**Task to carry out:**
Extract all data as written.

--- Dataset records ---

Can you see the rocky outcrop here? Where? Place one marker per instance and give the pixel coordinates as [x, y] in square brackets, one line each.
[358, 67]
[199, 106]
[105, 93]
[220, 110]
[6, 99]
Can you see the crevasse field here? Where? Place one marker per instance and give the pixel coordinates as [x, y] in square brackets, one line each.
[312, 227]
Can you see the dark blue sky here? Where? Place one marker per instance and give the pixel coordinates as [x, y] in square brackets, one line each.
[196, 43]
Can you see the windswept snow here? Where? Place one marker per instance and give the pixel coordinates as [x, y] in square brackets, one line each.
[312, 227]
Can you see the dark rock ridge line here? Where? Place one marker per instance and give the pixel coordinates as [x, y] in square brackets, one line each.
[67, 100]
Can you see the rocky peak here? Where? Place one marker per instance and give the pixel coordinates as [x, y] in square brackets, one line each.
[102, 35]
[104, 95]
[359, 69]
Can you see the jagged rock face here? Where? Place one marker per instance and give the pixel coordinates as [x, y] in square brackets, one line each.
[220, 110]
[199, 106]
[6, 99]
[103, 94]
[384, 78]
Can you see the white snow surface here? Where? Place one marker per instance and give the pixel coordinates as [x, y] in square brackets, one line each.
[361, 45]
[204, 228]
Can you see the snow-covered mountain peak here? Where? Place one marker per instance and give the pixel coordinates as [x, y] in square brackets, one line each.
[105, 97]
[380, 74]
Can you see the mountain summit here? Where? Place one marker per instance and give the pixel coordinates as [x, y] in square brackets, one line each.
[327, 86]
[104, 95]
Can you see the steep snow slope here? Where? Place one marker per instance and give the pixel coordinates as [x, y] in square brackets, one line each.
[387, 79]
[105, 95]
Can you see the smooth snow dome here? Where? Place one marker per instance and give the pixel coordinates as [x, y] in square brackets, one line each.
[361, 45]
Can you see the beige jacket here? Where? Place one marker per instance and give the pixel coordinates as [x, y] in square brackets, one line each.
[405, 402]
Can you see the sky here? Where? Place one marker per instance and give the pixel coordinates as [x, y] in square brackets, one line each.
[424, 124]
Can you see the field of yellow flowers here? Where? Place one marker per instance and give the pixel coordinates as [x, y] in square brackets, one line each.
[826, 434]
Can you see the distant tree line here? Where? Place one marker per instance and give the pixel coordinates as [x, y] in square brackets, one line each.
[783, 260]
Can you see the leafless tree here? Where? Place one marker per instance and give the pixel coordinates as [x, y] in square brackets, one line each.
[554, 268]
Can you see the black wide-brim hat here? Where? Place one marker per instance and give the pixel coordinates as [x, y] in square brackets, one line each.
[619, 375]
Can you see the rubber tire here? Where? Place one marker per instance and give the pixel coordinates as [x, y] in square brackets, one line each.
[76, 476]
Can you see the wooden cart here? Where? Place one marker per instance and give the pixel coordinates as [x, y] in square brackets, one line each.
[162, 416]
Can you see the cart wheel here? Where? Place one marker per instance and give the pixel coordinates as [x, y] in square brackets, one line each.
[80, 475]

---

**Result of this task:**
Can you see the rocky outcrop here? Where? Place one marker per instance and give the pixel coordinates as [x, y] in square brackets, one line each.
[358, 67]
[199, 106]
[105, 93]
[220, 110]
[6, 99]
Can you see the crevasse field here? Where? Place one marker per instance and give the pixel coordinates as [x, y] in square brackets, one line each.
[312, 227]
Can you see the dark blue sky here? Where? Place one marker per instance and give the pixel coordinates as [x, y] in square brackets, one line each.
[196, 43]
Can you see the windswept snow here? Where? Place one marker per instance and give the pixel coordinates as [x, y] in square brackets, one line each.
[312, 227]
Can you see the dark rock ridge line here? Where? Place one marker per instance and give the pixel coordinates as [x, y] in square brackets, one line each.
[67, 100]
Can you see the rocky peak here? Where? Place one marker per instance and give the pixel coordinates as [x, y] in square brackets, one line each.
[102, 35]
[104, 95]
[359, 69]
Can you see the jagged rock face here? Where? Place one marker per instance and give the pixel coordinates as [x, y] in square brackets, one line each.
[220, 110]
[199, 106]
[6, 99]
[103, 94]
[384, 78]
Can you see the white snow surface here? Where? Place one marker per instance and give the pixel coordinates as [x, y] in square brackets, one line each.
[361, 45]
[204, 228]
Can you see the snow-covered mountain peak here? Where? Place one marker per instance and give the pixel coordinates as [x, y] in square brackets, one line each.
[105, 97]
[380, 74]
Can you see the mountain summit here? Where? Place one marker per instance and give the pixel coordinates as [x, y] in square brackets, one line each.
[327, 86]
[104, 95]
Can you see the steep snow slope here? Where? Place one marker per instance and give the pixel coordinates as [x, y] in square brackets, one line each.
[387, 79]
[105, 95]
Can you see the smooth snow dome here? Where? Place one marker per instance and give the pixel coordinates as [x, y] in square brackets, one line each.
[361, 45]
Can you see the beige jacket here? Where? Place one marker per instance and give the pixel coordinates as [x, y] in square brackets, one line each.
[405, 402]
Can you see the sky here? Where? Place one marker per instance and give the pixel coordinates as [x, y] in square brackets, one line each.
[424, 124]
Can you see the field of yellow flowers here? Where? Place one marker per instance and give the pixel coordinates as [x, y] in square brackets, one line each.
[826, 434]
Can you see the distant tree line here? Where? Place one marker per instance and give the pixel coordinates as [x, y] in square brackets, one line each.
[783, 260]
Can you see the leafless tree here? Where? Place one marker per instance and give the pixel coordinates as [x, y] in square brackets, one line each.
[554, 268]
Can you see the black wide-brim hat here? Where? Place one marker per instance and give the pixel coordinates as [x, y] in square brackets, one line each.
[619, 375]
Can you see the rubber tire here? Where? Place one marker per instance and give the pixel coordinates as [x, y] in square brackets, one line each.
[76, 476]
Can you see the wooden cart here? Where? Place one marker per instance and give the pixel coordinates as [x, y] in square brackets, one line each.
[162, 416]
Can you see the cart wheel here? Where? Place one marker per instance and give the pixel coordinates as [x, y] in square brackets, one line each.
[80, 475]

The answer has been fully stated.